INSTRUCTION A ▸
Return everything in the email excerpt from "2018-09-17 Thread Trinh" down to "released in Stein-1.", copied word for word.
INSTRUCTION B ▸
Locate each line of the listing that contains the string "annotate" with matching case, and copy those lines.

2018-09-17 Thread Trinh Nguyen
Hi gibi,

Thank for the info. Searchlight team is working on a patch to support the
versioned Nova. Hopefully, it will be released in Stein-1.

Bests,

*Trinh Nguyen *| Founder & Chief Architect



*E:* dangtrin...@gmail.com | *W:* *www.edlab.xyz *



On Mon, Sep 17, 2018 at 8:23 PM Balázs Gibizer 
wrote:

> Hi,
>
> On the Stein PTG the nova team agreed to deprecate the legacy,
> unversioned notification interface of nova. We also agreed that we will
> not try to remove the legacy notification sending from the code any
> time soon. So this deprecation means the following:
> * by default configuration nova will only emit versioned notifications,
> but the unversioned notifications still can be turned on in the
> configuration.
> * nova will not maintain the legacy notification code path further, so
> it can break
>
> I pushed the deprecation patch [2] but it will only be merged after the
> remaining versioned notification transformation patches [3] are merged.
>
> Cheers,
> gibi
>
> [2] https://review.openstack.org/#/c/603079
> [3]
>
> https://review.openstack.org/#/q/topic:bp/versioned-notification-transformation-stein
>
> On Tue, Aug 28, 2018 at 4:31 PM, Balázs Gibizer
>  wrote:
> > Thanks for all the responses. I collected them on the nova ptg
> > discussion etherpad [1] (L186 at the moment). The nova team will talk
> > about deprecation of the legacy interface on Friday on the PTG. If
> > you want participate in the discussion but you are not planning to
> > sit in the nova room whole day then let me know and I will try to
> > ping you over IRC when we about to start the item.

(Entries for bounding box labeling)
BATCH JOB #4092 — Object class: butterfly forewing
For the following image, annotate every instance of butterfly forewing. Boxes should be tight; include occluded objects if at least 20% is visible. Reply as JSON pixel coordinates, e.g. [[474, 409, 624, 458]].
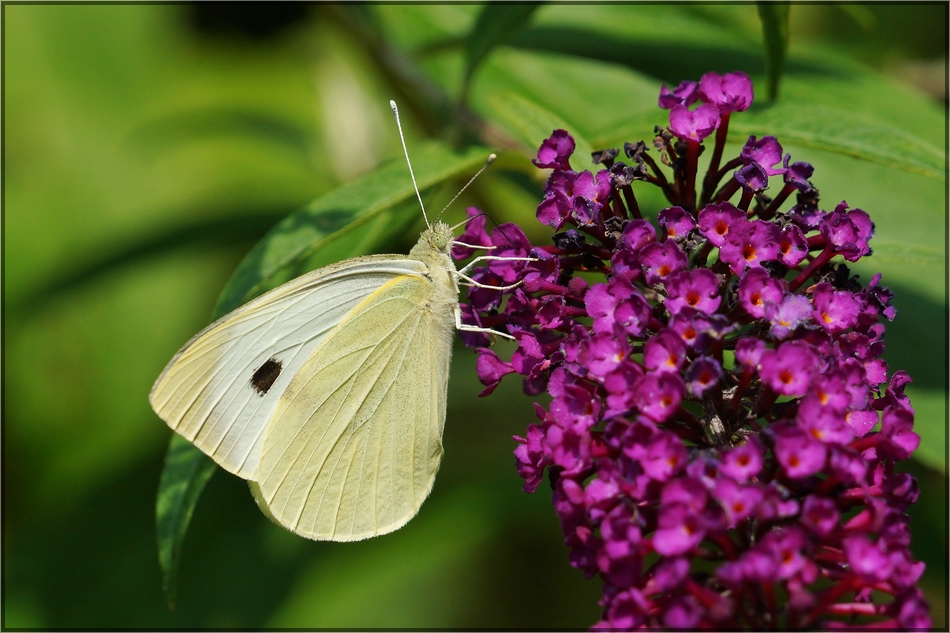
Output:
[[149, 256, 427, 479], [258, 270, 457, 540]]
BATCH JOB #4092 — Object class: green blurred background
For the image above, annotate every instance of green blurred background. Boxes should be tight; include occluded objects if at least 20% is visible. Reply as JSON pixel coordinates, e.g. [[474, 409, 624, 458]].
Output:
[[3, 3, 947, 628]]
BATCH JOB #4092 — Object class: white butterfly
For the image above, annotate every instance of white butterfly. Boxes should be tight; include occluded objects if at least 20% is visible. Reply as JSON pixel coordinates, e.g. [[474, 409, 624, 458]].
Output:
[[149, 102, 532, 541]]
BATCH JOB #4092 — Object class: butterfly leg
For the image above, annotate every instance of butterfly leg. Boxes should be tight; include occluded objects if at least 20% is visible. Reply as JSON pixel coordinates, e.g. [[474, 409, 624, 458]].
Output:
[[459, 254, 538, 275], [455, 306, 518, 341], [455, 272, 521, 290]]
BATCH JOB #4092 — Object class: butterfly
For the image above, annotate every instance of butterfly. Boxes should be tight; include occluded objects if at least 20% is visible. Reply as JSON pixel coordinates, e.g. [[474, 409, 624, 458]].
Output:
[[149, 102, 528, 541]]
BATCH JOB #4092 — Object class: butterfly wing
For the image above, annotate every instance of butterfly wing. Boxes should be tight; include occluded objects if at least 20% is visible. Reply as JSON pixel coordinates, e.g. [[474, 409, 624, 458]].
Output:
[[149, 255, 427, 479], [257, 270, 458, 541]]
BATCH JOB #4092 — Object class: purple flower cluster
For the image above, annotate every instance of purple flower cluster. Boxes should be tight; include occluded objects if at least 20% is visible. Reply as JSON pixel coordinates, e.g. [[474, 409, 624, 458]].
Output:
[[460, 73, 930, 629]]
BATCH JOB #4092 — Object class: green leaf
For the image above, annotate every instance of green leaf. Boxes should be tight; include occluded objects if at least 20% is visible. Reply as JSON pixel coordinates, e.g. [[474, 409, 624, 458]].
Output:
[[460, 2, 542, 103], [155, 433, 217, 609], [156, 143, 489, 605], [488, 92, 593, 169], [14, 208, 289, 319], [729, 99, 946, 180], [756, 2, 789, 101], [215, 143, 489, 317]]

SOLUTION A ▸
2018-09-17 Thread Trinh Nguyen
Hi gibi,

Thank for the info. Searchlight team is working on a patch to support the
versioned Nova. Hopefully, it will be released in Stein-1.

SOLUTION B ▸
For the following image, annotate every instance of butterfly forewing. Boxes should be tight; include occluded objects if at least 20% is visible. Reply as JSON pixel coordinates, e.g. [[474, 409, 624, 458]].
For the image above, annotate every instance of green blurred background. Boxes should be tight; include occluded objects if at least 20% is visible. Reply as JSON pixel coordinates, e.g. [[474, 409, 624, 458]].
For the image above, annotate every instance of white butterfly. Boxes should be tight; include occluded objects if at least 20% is visible. Reply as JSON pixel coordinates, e.g. [[474, 409, 624, 458]].
For the image above, annotate every instance of butterfly leg. Boxes should be tight; include occluded objects if at least 20% is visible. Reply as JSON pixel coordinates, e.g. [[474, 409, 624, 458]].
For the image above, annotate every instance of butterfly. Boxes should be tight; include occluded objects if at least 20% is visible. Reply as JSON pixel coordinates, e.g. [[474, 409, 624, 458]].
For the image above, annotate every instance of butterfly wing. Boxes should be tight; include occluded objects if at least 20% is visible. Reply as JSON pixel coordinates, e.g. [[474, 409, 624, 458]].
For the image above, annotate every instance of purple flower cluster. Boxes should be tight; include occluded objects if at least 20% is visible. Reply as JSON pixel coordinates, e.g. [[474, 409, 624, 458]].
For the image above, annotate every instance of green leaf. Boxes should be tight; include occluded objects if at least 20% is visible. Reply as JSON pixel coordinates, e.g. [[474, 409, 624, 458]].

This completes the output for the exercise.